[Quoted passage — start]

The swim was caught on video and it’s up on YouTube (search for Pine Creek Boater Cross; that’s Cheyenne in the yellow boat at the 2:33 mark). The hole battered her for 10 seconds that looked like an eternity. She didn’t panic, and you can see her on the footage bracing purposefully, putting her skills to the test before finally popping her skirt and swimming out of it.
She’s watched that video plenty. Moments after her swim, world-class kayaker Eric Jackson got sucked into the same hole. He dunked himself with an intentional window shade move—a snappy, high-powered roll—and set himself up to rudder out of the maelstrom.
“I learned so much watching that,” Cheyenne says. “He had the experience to be aware and confident of where he was in that hole. That’s how you get out of that. If you have enough mind consciousness. And strength. It was amazing to see that. Because up to that point, everyone else who was getting out of that was getting lucky and flushing at the right point in time. And he actually threw skills down to get out. And it was like, wow.”
A landlubber watching steep creekers sees little but big balls, but mere balls, in creeking, are a one-way ticket to The Fear. Skills trump balls.
The point is that creeking, despite its superficial appearance as the most ridiculous sort of risk-taking, is actually one of the more carefully deliberate endeavors in all of paddling. First you learn to roll a kayak in flat water. Then you accustom yourself to the moderate rapids of, say, the Blackfoot. When you’re ready (sound judgment required here), you start running Alberton Gorge, progressing from just-don’t-swim survival paddling to a purposeful downstream dance from feature to feature. You meet new people, you challenge each other and yourself. Maybe you see a YouTube video of kayakers making Big Timber Creek look easy, or you get invited to watch a race on Bear Creek. Maybe you think: I could do that...
“The progression of what it takes and the commitment to get to that spot is a really beautiful thing,” Cheyenne says. “You can kind of refine your skills in a way that brings you a certain level of balance, muscle tone, muscle memory, so that when you step up and want to run something challenging, you’ve been training and working your way up to being ready to do that.”
July 23, a full month after Best of the Bitterroot’s originally scheduled start, the creeks are dropping and the race is on. Todd and Matt are unpacking gear in the Kootenai Creek trailhead parking lot when two rock climbers pull up and start unloading their own equipment.
One of them takes in the expanding profusion and says, “You’re gonna kayak this shit?”
“You guys are gnar-dawgs,” his partner says admiringly.
Matt says, “You guys are climbers? You are!”
“Naw, man,” says the first climber. “We’ve got rope.”
I note, not for the first time, the reflexive self-deprecation common to people who do extraordinarily difficult things very well.

[Quoted passage — finish]

> [Tasks to complete]
A: Render this sentence from the creeking passage in Spanish: "The hole battered her for 10 seconds that looked like an eternity."
B: Pick up the creeking passage after its last sentence and write on from there.

[Record set — start]

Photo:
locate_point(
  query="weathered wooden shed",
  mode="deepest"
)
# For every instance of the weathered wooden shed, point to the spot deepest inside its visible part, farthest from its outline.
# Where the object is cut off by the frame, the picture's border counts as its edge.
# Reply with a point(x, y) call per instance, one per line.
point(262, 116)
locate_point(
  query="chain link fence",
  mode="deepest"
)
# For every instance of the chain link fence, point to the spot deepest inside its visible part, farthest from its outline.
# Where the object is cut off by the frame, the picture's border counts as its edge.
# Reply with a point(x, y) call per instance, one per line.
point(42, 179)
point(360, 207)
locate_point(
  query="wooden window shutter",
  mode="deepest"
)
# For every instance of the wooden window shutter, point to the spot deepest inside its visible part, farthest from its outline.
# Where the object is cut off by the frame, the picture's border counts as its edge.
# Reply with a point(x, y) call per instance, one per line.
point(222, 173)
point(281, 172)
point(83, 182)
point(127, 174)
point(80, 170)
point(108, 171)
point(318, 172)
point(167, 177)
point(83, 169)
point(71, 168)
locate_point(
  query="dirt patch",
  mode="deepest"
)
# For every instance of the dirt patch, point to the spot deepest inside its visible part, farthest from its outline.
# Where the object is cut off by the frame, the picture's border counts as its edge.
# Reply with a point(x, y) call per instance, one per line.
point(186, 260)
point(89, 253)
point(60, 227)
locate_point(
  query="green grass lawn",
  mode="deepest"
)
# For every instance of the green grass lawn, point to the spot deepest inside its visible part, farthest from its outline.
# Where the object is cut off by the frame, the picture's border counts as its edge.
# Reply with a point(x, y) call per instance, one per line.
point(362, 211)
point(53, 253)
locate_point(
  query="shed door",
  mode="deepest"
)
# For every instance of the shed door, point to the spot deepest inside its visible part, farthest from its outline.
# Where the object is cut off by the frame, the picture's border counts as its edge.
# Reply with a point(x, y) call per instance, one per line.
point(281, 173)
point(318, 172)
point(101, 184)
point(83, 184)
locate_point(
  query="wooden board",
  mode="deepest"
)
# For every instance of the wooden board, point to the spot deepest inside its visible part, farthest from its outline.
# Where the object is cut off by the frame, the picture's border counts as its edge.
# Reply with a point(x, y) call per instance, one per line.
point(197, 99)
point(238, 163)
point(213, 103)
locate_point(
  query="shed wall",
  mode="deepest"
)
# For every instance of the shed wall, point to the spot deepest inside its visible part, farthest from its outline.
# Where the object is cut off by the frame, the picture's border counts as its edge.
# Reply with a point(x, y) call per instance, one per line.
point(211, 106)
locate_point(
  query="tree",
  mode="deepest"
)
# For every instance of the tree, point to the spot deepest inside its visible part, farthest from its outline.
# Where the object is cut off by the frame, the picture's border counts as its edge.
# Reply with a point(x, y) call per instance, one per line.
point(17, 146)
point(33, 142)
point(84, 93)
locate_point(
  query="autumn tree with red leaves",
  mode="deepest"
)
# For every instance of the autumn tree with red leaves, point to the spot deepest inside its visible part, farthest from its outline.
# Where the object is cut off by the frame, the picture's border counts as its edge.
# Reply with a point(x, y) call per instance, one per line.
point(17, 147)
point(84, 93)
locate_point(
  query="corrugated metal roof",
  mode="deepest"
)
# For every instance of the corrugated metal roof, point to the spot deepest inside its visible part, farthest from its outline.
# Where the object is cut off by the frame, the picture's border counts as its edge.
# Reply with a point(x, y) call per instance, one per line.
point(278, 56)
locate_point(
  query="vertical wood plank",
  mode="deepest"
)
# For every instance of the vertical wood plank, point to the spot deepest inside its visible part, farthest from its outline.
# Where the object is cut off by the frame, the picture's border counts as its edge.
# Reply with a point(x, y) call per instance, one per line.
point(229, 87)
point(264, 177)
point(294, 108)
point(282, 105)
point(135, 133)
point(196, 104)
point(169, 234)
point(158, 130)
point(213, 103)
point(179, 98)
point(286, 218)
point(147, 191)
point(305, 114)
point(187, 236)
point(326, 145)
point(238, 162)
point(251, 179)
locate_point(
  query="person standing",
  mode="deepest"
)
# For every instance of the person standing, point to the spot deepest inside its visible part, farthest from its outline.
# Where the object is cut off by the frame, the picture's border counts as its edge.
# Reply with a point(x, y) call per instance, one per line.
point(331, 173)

[Record set — finish]

> [Task-by-task results]
A: El rulo la zarandeó durante 10 segundos que parecieron una eternidad.

B:
Kootenai Creek is a short run, almost absurdly so in light of the coordinated effort necessary to run it: just a few hundred yards, less than a minute from start to finish. From a well-chosen rock near the end, you can see the whole course, minus a sharp turn at the top. You will be looking up. Eight kayakers show up for the race, including Todd and Matt and Cheyenne. Each of the eight takes two laps on the creek, with the times combined and recorded on Matt’s laptop. A safety boater waits in an eddy at the take-out, and radio relays with throw ropes are positioned on outcrops along the course. The laps alternate between spots of stony shade and blazes of white spray. On shore, boater Ryan Witkowski has a rock fall on his finger and loses a nail, leading to a short delay. Cheyenne breaks her $400 paddle on a rock and still manages to execute a dicey roll with the single-bladed remains.
Todd isn’t so lucky. He misses a must-make brace and then flubs a roll—happens to the best of them—and ends up swimming. I see him upstream, midstream, toppling face first over a drop, kayak behind him, paddle in hand, Go-Pro camera mounted to his red helmet, eyes big but composed. His crew fishes him out up a steep rock wall. He’ll regroup and complete a second run, coming in at 8th place with a DNF (did not finish) time of 1 minute and 11 seconds.
In the parking lot later, friends and family and awestruck landlubbers outnumber creekers by at least three to one, and I introduce myself to Matt’s mother. I ask if she worries. She tells me that she and Matt’s dad have had to acknowledge the dangers. They have friends who have lost sons to kayaking, but they’ve decided it’s unwise to squelch their son’s passion.
“Besides,” she says, “it keeps them out of the bars.”
Behind her, a kayaker named Zachariah Campbell reaches into a cooler in Todd’s van for a cold PBR. Todd, taking his swimmer’s medicine, drinks it from a neoprene booty.
The next day, on Bear Creek, the water is falling quickly toward too-low. Seven paddlers take on the longer run, about a mile, with a two-mile hike to the put-in. The Bear Creek run is arguably tougher, too, with features named Tijuana Crack Whore (an elbow-munching boat-wide crevasse), Hotel California (you can never leave...) and Brave Bear. Bear Creek is a one-lap, one-time race.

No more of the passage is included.